-- START Page text --

Saturday, June 25, 2016

Third Entry: Home and Belonging; a man without a Home


When were those lost? The first drips of the sense of belonging I had built all of my life, among peers back in my hometown, Abidjan, economic capital of Ivory Coast, a west African country bordering the Atlantic ocean.  When were those lost? The peaceful moments when I had not to think about the color of my skin, the accent of my speech and the making of my hair. When were those lost? The infallible conversation starters which were not the last ditch efforts of a man who tirelessly ruminated the last few pop culture items on the American menu before making his way over to a gathering. When were those moments lost?

When did it start? Intensely watching my tongue for fear to enunciate words which would damn me permanently to be remembered by the color of my skin and the vulgarity synonym with the making of a race of long lost distant cousins who are racially profiled everyday. When did it start?  Cowardly avoiding to raise my voice an octave higher feeling anxious that I will be categorized as one of the so known and stereo-typically called "loud ones". When did it start? Externally laughing yet internally contemplating will I ever find it easy to fit in. When did it start? Avoiding making eye contact on the street in fear of being thought of as aggressive and violent, words which have come to describe the largest minority in this country. When did it start? Denying myself access to stores, restaurants, bars and specific gatherings, for fear of standing out as the only black individual in the crowd and specifically tracked on a monitor screen to "catch me in the act". When did these thoughts start occupying my mind?

-- END Page text --

Task directions: Can you resume the journal entry on home and belonging right after its final sentence, continuing in the same voice?

-- START Extracted entries --

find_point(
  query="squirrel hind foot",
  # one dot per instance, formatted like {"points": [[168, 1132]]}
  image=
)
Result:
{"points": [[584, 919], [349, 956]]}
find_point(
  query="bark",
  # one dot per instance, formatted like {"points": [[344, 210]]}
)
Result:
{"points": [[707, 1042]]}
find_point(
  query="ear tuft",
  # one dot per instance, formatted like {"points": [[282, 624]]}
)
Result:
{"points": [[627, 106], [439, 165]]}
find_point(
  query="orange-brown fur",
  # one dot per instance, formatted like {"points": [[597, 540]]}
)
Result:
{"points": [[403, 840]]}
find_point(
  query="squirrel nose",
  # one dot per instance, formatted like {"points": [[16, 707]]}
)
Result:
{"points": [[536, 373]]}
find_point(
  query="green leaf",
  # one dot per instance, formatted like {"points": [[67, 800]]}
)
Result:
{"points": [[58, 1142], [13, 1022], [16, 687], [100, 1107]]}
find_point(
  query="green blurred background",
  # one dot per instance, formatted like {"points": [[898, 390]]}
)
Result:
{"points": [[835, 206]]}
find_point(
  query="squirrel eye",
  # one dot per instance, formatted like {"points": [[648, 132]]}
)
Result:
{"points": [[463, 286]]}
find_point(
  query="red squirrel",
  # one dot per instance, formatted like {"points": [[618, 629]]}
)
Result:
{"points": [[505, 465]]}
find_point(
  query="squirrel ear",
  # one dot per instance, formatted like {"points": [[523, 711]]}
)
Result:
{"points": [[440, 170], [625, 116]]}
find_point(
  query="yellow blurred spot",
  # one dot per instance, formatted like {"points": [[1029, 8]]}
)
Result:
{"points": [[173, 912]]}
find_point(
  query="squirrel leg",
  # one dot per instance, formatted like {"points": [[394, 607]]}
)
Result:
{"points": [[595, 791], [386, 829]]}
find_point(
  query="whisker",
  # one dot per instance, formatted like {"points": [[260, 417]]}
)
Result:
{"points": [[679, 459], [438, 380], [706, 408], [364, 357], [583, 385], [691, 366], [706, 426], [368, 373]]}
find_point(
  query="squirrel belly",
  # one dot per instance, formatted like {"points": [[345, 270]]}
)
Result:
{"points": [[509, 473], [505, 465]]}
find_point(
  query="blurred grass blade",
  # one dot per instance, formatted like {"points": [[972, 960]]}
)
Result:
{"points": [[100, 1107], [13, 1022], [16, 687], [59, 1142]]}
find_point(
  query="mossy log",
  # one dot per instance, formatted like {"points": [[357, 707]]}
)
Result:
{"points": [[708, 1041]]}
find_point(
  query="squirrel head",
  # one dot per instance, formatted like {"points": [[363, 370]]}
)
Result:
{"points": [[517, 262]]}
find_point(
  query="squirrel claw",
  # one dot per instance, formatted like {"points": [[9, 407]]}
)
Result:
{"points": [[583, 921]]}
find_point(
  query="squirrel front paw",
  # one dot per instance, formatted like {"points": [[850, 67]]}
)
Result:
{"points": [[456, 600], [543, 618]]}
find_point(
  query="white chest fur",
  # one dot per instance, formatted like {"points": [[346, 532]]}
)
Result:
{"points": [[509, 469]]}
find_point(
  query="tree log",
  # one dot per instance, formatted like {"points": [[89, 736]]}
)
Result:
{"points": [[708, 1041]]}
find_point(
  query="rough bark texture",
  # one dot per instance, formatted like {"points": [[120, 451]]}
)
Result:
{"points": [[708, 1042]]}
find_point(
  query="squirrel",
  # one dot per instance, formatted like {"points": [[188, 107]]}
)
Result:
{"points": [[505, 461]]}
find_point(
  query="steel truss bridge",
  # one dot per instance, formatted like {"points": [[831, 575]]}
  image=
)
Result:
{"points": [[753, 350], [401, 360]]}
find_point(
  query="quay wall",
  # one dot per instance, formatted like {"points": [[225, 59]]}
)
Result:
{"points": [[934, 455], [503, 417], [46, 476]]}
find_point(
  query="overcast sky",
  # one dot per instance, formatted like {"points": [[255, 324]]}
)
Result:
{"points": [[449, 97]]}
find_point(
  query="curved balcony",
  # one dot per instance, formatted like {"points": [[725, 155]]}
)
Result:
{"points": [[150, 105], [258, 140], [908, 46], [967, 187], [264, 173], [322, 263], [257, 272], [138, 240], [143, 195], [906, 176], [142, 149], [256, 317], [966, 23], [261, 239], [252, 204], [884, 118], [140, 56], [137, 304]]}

-- END Extracted entries --

Result for this task:
Was it after coming to New York City or did I always had them buried in my subconscious yet growing by the day? The answer is unassailably ambiguous at best. While I have been in the United States for now a total of five years, having lived mostly on a college campus, I always and strongly identified myself as an international student, African or Ivorian ( a term denoting a citizen of Ivory Coast); a term which, in my mind, signified pride, scholarship and "goodness of character". Although undeniably black, I had reservations about being grouped with African Americans for reasons which were unbeknownst to me for some time. I came to later found out that my fear of being called an African American rather than an international student, resided in what I held as "goodness of character". In fact, subconsciously I had come to accept that being called an African American meant a lack in character, whether it be as a result of poor education, manners, and/or willingness to do good.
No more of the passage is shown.